QUOTED PASSAGE:
This editorial may indeed be Martin Scorsese's finest movie.

Pauline Male (Eric H.), Tuesday, 5 November 2019 17:12 (six years ago)

Alongside WIZARD OF OZ and DUEL IN THE SUN, Scorsese mentioned this Alan Ladd western WHISPERING SMITH as a great childhood Technicolor experience. pic.twitter.com/amAzU4EE1b

— Peter Labuza (@labuzamovies) November 5, 2019

a Mets fan who gave up on everything in the mid '80s (Dr Morbius), Tuesday, 5 November 2019 20:11 (six years ago)

one year passes...

As I mentioned seven years ago on this thread, I saw American Boy on a double-bill once with Italianamerican. I don't think it was a normal theatre--I recall it being in something more makeshift, like a community centre or something. Makes me irrationally nostalgic for a time when such things were actually hard to see, and the great satisfaction that came with finally getting the chance at these oddball screenings.

Didn't seem very special when I watched it tonight off one of the movie networks I get. "Time Fades Away" is great, and Prince's one story was obviously cribbed for Pulp Fiction (some of his wording, even). The rest, even Scorsese looked bored at times--Easy Andy in Taxi Driver is, for me, a much more compelling distillation of Prince than Prince himself. George what's-a-mook Memmoli's presence is interesting.

clemenza, Monday, 21 June 2021 02:08 (four years ago)

I need this: https://teenagestepdad.threadless.com/designs/marvel-scorsese/mens/t-shirt/regular?color=black

edited for dog profanity (cryptosicko), Sunday, 27 June 2021 18:56 (four years ago)

I like that much better than the Scorpions-inspired Scorsese T-shirt a friend bought me.

clemenza, Sunday, 27 June 2021 19:11 (four years ago)

five months pass...

Not sure if someone else posted this on one of the many Scorsese threads:

https://faroutmagazine.co.uk/martin-scorsese-125-favourite-films-of-all-time/

Health!

clemenza, Sunday, 19 December 2021 20:54 (four years ago)

Is this just some old list they dug up and reprinted? I don't remember seeing it myself, but doesn't make sense that it stops in '92.

Collected data:
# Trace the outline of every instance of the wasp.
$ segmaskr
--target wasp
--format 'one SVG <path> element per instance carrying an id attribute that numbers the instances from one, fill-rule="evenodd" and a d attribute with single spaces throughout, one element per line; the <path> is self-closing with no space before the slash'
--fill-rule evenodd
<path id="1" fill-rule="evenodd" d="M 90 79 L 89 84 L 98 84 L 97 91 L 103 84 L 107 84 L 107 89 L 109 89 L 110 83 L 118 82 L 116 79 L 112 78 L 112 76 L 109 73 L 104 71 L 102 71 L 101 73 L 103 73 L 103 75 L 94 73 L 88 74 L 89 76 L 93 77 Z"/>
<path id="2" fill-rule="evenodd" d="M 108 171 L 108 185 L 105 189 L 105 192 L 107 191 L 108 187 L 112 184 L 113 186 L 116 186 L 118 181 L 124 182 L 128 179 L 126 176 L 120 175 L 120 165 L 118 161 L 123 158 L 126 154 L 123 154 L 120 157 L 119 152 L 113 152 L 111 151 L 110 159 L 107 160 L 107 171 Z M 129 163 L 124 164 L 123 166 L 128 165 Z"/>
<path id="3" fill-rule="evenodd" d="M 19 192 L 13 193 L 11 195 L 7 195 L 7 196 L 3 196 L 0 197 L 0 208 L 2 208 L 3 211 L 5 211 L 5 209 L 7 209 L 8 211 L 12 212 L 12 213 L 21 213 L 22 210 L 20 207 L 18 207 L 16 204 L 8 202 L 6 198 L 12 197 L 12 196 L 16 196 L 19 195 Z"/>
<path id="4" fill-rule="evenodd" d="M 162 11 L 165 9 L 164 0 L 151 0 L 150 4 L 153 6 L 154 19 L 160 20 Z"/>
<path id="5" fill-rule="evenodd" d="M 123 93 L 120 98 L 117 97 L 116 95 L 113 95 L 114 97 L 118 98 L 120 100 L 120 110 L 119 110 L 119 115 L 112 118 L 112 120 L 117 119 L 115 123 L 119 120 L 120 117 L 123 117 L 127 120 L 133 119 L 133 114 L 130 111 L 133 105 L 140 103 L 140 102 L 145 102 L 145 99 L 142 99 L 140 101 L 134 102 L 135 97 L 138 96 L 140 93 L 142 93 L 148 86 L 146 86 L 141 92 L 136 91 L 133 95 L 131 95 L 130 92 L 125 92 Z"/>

DO THIS: Copy out the entire forum thread about Martin Scorsese shown above, word for word.

FINAL ANSWER:
This editorial may indeed be Martin Scorsese's finest movie.

Pauline Male (Eric H.), Tuesday, 5 November 2019 17:12 (six years ago)

Alongside WIZARD OF OZ and DUEL IN THE SUN, Scorsese mentioned this Alan Ladd western WHISPERING SMITH as a great childhood Technicolor experience. pic.twitter.com/amAzU4EE1b

— Peter Labuza (@labuzamovies) November 5, 2019

a Mets fan who gave up on everything in the mid '80s (Dr Morbius), Tuesday, 5 November 2019 20:11 (six years ago)

one year passes...

As I mentioned seven years ago on this thread, I saw American Boy on a double-bill once with Italianamerican. I don't think it was a normal theatre--I recall it being in something more makeshift, like a community centre or something. Makes me irrationally nostalgic for a time when such things were actually hard to see, and the great satisfaction that came with finally getting the chance at these oddball screenings.

Didn't seem very special when I watched it tonight off one of the movie networks I get. "Time Fades Away" is great, and Prince's one story was obviously cribbed for Pulp Fiction (some of his wording, even). The rest, even Scorsese looked bored at times--Easy Andy in Taxi Driver is, for me, a much more compelling distillation of Prince than Prince himself. George what's-a-mook Memmoli's presence is interesting.

clemenza, Monday, 21 June 2021 02:08 (four years ago)

I need this: https://teenagestepdad.threadless.com/designs/marvel-scorsese/mens/t-shirt/regular?color=black

edited for dog profanity (cryptosicko), Sunday, 27 June 2021 18:56 (four years ago)

I like that much better than the Scorpions-inspired Scorsese T-shirt a friend bought me.

clemenza, Sunday, 27 June 2021 19:11 (four years ago)

five months pass...

Not sure if someone else posted this on one of the many Scorsese threads:

https://faroutmagazine.co.uk/martin-scorsese-125-favourite-films-of-all-time/

Health!

clemenza, Sunday, 19 December 2021 20:54 (four years ago)

Is this just some old list they dug up and reprinted? I don't remember seeing it myself, but doesn't make sense that it stops in '92.